Задание:
Выведите без изменений строки пунктов от самого начала до строки с «<point>423,130</point>» включительно, не включая в ответ изображения.

---------- Исходные данные ----------

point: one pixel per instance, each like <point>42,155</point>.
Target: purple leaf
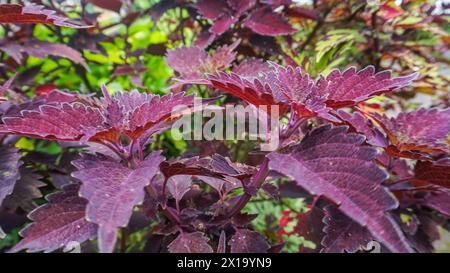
<point>248,241</point>
<point>25,190</point>
<point>34,14</point>
<point>195,242</point>
<point>179,185</point>
<point>265,21</point>
<point>194,68</point>
<point>222,246</point>
<point>9,170</point>
<point>158,9</point>
<point>58,223</point>
<point>211,9</point>
<point>363,126</point>
<point>112,191</point>
<point>252,68</point>
<point>331,162</point>
<point>437,173</point>
<point>113,5</point>
<point>223,23</point>
<point>342,233</point>
<point>423,130</point>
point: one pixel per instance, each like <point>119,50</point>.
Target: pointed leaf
<point>179,185</point>
<point>331,162</point>
<point>34,14</point>
<point>9,170</point>
<point>265,21</point>
<point>192,63</point>
<point>112,191</point>
<point>195,242</point>
<point>248,241</point>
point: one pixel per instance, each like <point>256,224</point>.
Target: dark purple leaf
<point>58,223</point>
<point>437,173</point>
<point>25,190</point>
<point>195,242</point>
<point>248,241</point>
<point>34,14</point>
<point>265,21</point>
<point>193,63</point>
<point>9,170</point>
<point>179,185</point>
<point>342,233</point>
<point>422,130</point>
<point>331,162</point>
<point>112,191</point>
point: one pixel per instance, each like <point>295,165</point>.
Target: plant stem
<point>257,180</point>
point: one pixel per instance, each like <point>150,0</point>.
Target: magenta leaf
<point>128,114</point>
<point>179,185</point>
<point>265,21</point>
<point>422,130</point>
<point>332,163</point>
<point>223,23</point>
<point>34,14</point>
<point>248,241</point>
<point>58,223</point>
<point>25,190</point>
<point>194,67</point>
<point>342,233</point>
<point>211,9</point>
<point>113,190</point>
<point>195,242</point>
<point>222,246</point>
<point>9,173</point>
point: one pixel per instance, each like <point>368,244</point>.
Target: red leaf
<point>112,191</point>
<point>437,173</point>
<point>212,9</point>
<point>193,63</point>
<point>332,163</point>
<point>34,14</point>
<point>195,242</point>
<point>113,5</point>
<point>265,21</point>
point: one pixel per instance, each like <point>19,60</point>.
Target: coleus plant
<point>361,173</point>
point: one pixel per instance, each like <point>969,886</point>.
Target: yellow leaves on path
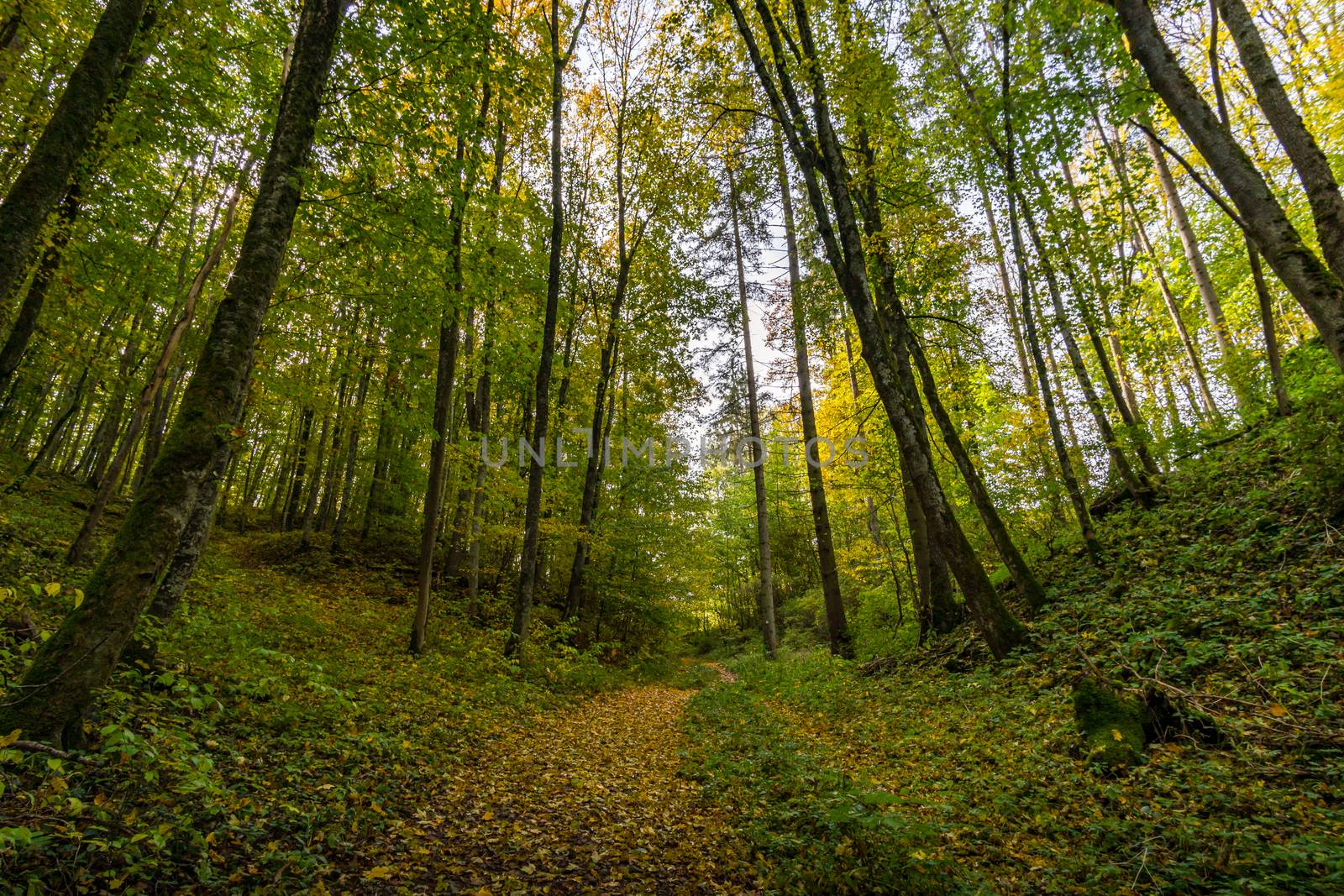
<point>586,801</point>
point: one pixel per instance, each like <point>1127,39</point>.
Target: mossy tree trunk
<point>77,660</point>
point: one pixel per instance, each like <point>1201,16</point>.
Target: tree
<point>81,654</point>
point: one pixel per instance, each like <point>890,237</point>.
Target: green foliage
<point>811,826</point>
<point>1112,727</point>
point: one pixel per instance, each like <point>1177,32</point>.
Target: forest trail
<point>577,802</point>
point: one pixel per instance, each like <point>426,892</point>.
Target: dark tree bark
<point>1317,291</point>
<point>765,597</point>
<point>1253,262</point>
<point>82,652</point>
<point>819,154</point>
<point>66,139</point>
<point>1310,164</point>
<point>150,396</point>
<point>542,407</point>
<point>837,629</point>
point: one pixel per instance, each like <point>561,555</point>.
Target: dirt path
<point>588,801</point>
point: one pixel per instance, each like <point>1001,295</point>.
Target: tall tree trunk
<point>1317,291</point>
<point>353,429</point>
<point>1194,257</point>
<point>1310,164</point>
<point>537,470</point>
<point>1116,382</point>
<point>1142,492</point>
<point>112,476</point>
<point>1025,369</point>
<point>65,140</point>
<point>1267,304</point>
<point>1117,160</point>
<point>822,154</point>
<point>765,598</point>
<point>837,629</point>
<point>80,656</point>
<point>1021,575</point>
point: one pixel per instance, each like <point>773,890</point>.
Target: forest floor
<point>288,743</point>
<point>591,799</point>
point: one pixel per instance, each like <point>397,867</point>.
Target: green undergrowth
<point>1223,607</point>
<point>282,730</point>
<point>812,828</point>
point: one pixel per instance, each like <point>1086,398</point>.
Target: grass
<point>284,730</point>
<point>1229,600</point>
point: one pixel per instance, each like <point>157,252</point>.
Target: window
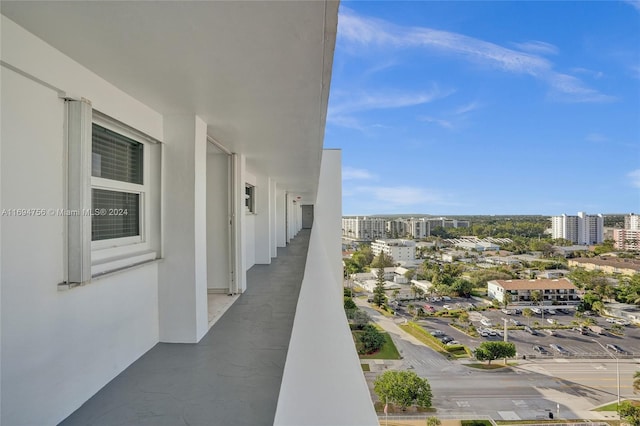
<point>117,185</point>
<point>113,194</point>
<point>125,196</point>
<point>249,198</point>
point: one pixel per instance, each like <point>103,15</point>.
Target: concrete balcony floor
<point>231,377</point>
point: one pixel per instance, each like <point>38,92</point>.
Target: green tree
<point>379,295</point>
<point>370,339</point>
<point>383,260</point>
<point>395,293</point>
<point>349,304</point>
<point>403,388</point>
<point>630,412</point>
<point>488,351</point>
<point>359,318</point>
<point>536,296</point>
<point>462,287</point>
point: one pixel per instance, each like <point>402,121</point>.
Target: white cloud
<point>359,30</point>
<point>634,3</point>
<point>393,197</point>
<point>635,177</point>
<point>383,100</point>
<point>443,123</point>
<point>467,108</point>
<point>570,88</point>
<point>596,137</point>
<point>540,47</point>
<point>350,173</point>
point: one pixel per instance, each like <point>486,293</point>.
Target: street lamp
<point>617,367</point>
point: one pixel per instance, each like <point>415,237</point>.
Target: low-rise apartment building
<point>519,291</point>
<point>400,250</point>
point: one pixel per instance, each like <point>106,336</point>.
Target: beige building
<point>519,291</point>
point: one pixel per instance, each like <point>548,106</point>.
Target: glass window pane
<point>116,157</point>
<point>115,214</point>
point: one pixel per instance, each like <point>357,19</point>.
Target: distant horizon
<point>490,215</point>
<point>502,108</point>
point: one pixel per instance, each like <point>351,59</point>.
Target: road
<point>567,388</point>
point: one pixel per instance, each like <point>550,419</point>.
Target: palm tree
<point>526,312</point>
<point>433,421</point>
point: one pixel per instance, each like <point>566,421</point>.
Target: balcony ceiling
<point>257,72</point>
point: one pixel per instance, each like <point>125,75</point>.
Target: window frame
<point>250,198</point>
<point>114,247</point>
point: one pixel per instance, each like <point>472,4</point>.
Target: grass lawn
<point>419,333</point>
<point>489,366</point>
<point>382,311</point>
<point>614,406</point>
<point>388,350</point>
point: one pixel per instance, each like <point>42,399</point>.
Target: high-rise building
<point>632,222</point>
<point>580,229</point>
<point>364,227</point>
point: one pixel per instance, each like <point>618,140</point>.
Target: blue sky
<point>455,108</point>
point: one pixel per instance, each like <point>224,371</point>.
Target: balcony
<point>281,351</point>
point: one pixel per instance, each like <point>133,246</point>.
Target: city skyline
<point>481,108</point>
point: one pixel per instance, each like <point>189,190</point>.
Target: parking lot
<point>568,342</point>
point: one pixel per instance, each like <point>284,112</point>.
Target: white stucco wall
<point>262,220</point>
<point>58,347</point>
<point>281,232</point>
<point>249,230</point>
<point>335,390</point>
<point>218,222</point>
<point>273,207</point>
<point>183,273</point>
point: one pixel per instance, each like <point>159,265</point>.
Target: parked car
<point>581,330</point>
<point>615,348</point>
<point>540,349</point>
<point>559,349</point>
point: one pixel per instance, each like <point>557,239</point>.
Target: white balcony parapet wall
<point>323,383</point>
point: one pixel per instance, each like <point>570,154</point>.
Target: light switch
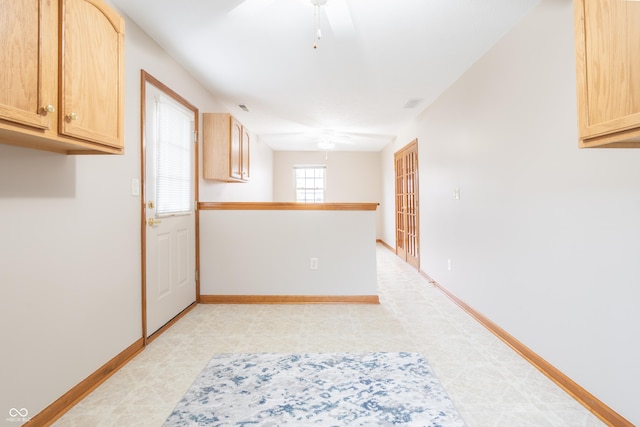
<point>135,187</point>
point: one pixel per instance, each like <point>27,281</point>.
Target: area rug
<point>325,389</point>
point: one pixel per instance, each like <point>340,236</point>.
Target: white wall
<point>268,252</point>
<point>545,237</point>
<point>351,176</point>
<point>70,246</point>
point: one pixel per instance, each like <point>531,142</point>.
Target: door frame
<point>145,78</point>
<point>409,255</point>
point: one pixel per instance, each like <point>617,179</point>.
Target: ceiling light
<point>326,145</point>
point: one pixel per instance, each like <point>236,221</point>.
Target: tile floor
<point>489,383</point>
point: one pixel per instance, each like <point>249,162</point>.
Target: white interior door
<point>170,252</point>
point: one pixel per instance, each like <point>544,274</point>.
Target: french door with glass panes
<point>407,207</point>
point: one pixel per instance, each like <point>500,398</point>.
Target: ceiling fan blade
<point>248,7</point>
<point>339,17</point>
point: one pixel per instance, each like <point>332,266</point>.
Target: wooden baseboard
<point>289,299</point>
<point>51,413</point>
<point>589,401</point>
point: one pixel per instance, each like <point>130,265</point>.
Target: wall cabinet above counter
<point>62,83</point>
<point>226,146</point>
<point>607,37</point>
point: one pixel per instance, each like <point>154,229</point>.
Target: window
<point>174,141</point>
<point>310,183</point>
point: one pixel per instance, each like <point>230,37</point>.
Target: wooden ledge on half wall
<point>288,206</point>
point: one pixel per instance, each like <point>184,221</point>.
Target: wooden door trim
<point>145,77</point>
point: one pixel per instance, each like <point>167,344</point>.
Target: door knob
<point>48,109</point>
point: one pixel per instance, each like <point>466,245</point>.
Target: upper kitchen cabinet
<point>607,37</point>
<point>226,145</point>
<point>62,87</point>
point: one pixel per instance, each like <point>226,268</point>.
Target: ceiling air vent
<point>412,103</point>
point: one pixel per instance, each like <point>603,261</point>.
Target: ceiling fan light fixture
<point>326,145</point>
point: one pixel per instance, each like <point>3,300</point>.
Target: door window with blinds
<point>310,182</point>
<point>174,134</point>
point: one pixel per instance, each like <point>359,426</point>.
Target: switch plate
<point>135,187</point>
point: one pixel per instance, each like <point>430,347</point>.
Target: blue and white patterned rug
<point>325,389</point>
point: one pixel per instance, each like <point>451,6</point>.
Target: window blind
<point>174,145</point>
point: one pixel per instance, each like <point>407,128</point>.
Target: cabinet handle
<point>48,109</point>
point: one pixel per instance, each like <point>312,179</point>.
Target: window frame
<point>315,190</point>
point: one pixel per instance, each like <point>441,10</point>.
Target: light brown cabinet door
<point>92,48</point>
<point>608,71</point>
<point>236,149</point>
<point>24,95</point>
<point>246,142</point>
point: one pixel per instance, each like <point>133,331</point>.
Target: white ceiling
<point>374,56</point>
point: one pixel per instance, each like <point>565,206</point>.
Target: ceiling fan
<point>337,13</point>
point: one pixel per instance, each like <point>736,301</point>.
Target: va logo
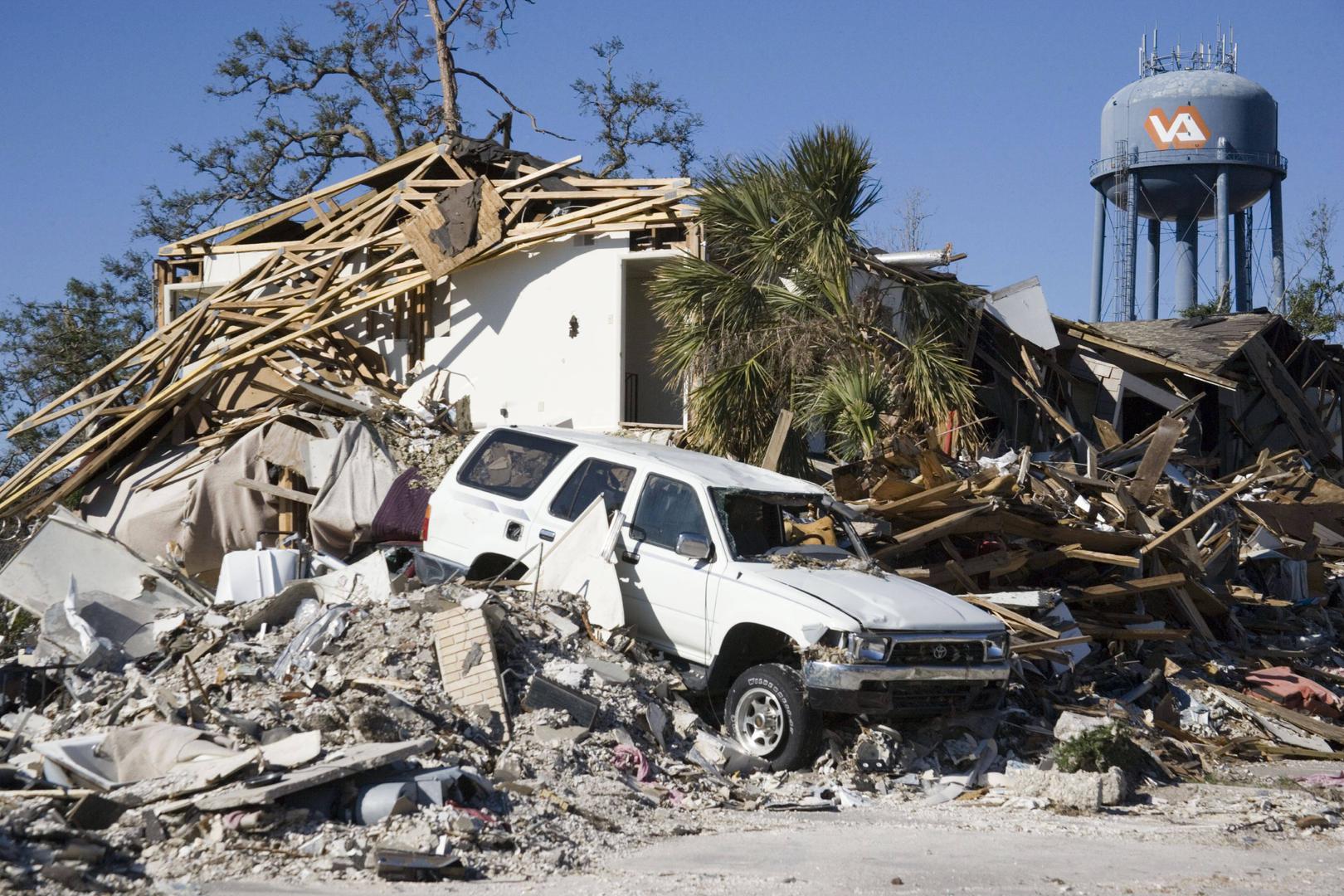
<point>1183,130</point>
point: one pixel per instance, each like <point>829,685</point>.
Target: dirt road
<point>1203,840</point>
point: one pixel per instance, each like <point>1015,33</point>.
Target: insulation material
<point>360,477</point>
<point>203,512</point>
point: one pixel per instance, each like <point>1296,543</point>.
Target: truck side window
<point>513,464</point>
<point>668,508</point>
<point>590,480</point>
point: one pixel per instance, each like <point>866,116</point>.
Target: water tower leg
<point>1249,262</point>
<point>1131,243</point>
<point>1244,299</point>
<point>1220,286</point>
<point>1155,236</point>
<point>1187,262</point>
<point>1276,241</point>
<point>1098,253</point>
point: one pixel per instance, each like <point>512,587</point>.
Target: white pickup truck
<point>754,581</point>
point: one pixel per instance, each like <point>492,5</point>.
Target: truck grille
<point>937,653</point>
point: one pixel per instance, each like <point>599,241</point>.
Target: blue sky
<point>992,108</point>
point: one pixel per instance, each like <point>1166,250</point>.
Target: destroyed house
<point>1244,382</point>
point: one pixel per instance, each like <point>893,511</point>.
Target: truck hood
<point>882,603</point>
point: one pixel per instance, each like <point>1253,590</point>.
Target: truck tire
<point>769,716</point>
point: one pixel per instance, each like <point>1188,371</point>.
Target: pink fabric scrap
<point>632,759</point>
<point>1296,692</point>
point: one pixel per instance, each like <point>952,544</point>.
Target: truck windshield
<point>765,524</point>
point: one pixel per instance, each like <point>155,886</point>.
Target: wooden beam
<point>777,438</point>
<point>1132,587</point>
<point>277,490</point>
<point>1200,514</point>
<point>1155,458</point>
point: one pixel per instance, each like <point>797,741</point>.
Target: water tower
<point>1191,140</point>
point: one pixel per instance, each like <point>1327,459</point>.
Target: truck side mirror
<point>698,547</point>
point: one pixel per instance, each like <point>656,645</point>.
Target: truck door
<point>592,479</point>
<point>665,592</point>
<point>489,499</point>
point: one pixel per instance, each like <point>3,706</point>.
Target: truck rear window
<point>513,464</point>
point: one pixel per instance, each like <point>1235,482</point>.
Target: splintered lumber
<point>1107,433</point>
<point>1132,587</point>
<point>1155,458</point>
<point>1014,620</point>
<point>1098,557</point>
<point>279,490</point>
<point>993,563</point>
<point>1288,395</point>
<point>918,499</point>
<point>1107,633</point>
<point>1043,646</point>
<point>1200,514</point>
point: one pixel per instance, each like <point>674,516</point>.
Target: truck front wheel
<point>769,718</point>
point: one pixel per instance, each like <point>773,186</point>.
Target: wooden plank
<point>1200,514</point>
<point>1132,587</point>
<point>279,490</point>
<point>919,499</point>
<point>1108,434</point>
<point>1054,644</point>
<point>1016,620</point>
<point>295,206</point>
<point>993,563</point>
<point>1196,620</point>
<point>777,438</point>
<point>1107,633</point>
<point>1157,457</point>
<point>923,535</point>
<point>1098,557</point>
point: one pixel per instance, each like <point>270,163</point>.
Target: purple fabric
<point>402,512</point>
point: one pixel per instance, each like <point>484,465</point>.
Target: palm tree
<point>788,312</point>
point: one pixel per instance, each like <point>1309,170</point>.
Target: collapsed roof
<point>272,338</point>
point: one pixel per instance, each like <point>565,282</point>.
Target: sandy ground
<point>1205,840</point>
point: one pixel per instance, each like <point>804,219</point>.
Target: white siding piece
<point>1023,309</point>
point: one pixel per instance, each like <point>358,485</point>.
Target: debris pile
<point>1199,614</point>
<point>392,730</point>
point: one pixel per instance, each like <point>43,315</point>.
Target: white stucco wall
<point>509,342</point>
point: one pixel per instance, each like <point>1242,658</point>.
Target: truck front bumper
<point>905,689</point>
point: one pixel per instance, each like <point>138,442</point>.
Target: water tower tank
<point>1191,140</point>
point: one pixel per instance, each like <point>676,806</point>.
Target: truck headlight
<point>869,648</point>
<point>996,648</point>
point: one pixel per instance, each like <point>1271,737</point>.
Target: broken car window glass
<point>513,464</point>
<point>763,524</point>
<point>590,480</point>
<point>667,509</point>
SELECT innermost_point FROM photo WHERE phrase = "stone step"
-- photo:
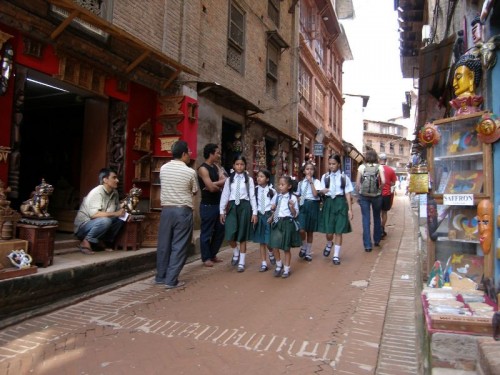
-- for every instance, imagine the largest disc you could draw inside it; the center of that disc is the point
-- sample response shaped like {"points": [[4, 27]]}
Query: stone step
{"points": [[451, 371]]}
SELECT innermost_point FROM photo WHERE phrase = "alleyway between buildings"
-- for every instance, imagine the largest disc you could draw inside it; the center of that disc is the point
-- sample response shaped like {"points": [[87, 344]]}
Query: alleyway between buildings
{"points": [[360, 317]]}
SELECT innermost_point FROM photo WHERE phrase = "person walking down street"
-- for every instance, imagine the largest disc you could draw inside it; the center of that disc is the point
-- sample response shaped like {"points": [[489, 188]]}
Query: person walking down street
{"points": [[387, 191], [100, 217], [264, 194], [238, 210], [307, 190], [337, 208], [178, 185], [284, 228], [369, 181], [211, 181]]}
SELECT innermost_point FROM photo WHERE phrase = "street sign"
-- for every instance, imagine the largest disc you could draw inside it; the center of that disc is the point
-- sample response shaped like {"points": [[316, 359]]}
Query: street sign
{"points": [[318, 149]]}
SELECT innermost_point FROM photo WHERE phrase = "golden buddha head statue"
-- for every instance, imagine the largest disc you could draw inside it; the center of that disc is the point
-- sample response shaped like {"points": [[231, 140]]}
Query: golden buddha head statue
{"points": [[467, 76]]}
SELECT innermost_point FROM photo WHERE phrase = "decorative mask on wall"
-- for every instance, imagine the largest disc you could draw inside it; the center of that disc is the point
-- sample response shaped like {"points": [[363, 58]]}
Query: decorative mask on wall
{"points": [[488, 128], [7, 59], [429, 135]]}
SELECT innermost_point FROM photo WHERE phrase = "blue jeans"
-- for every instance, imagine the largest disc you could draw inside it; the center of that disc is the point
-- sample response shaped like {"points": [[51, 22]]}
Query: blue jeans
{"points": [[101, 228], [211, 231], [376, 204]]}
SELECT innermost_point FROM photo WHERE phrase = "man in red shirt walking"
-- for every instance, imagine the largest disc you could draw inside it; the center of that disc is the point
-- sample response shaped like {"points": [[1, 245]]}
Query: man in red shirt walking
{"points": [[387, 191]]}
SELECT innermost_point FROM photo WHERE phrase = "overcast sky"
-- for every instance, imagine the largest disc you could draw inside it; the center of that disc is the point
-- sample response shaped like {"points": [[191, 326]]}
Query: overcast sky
{"points": [[375, 69]]}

----------

Ответ:
point: one pixel per instance, each like <point>42,155</point>.
Target: purple leaf
<point>248,241</point>
<point>25,190</point>
<point>34,14</point>
<point>195,242</point>
<point>179,185</point>
<point>265,21</point>
<point>194,68</point>
<point>222,246</point>
<point>9,170</point>
<point>158,9</point>
<point>58,223</point>
<point>211,9</point>
<point>363,126</point>
<point>112,191</point>
<point>252,68</point>
<point>331,162</point>
<point>437,173</point>
<point>113,5</point>
<point>223,23</point>
<point>342,233</point>
<point>423,130</point>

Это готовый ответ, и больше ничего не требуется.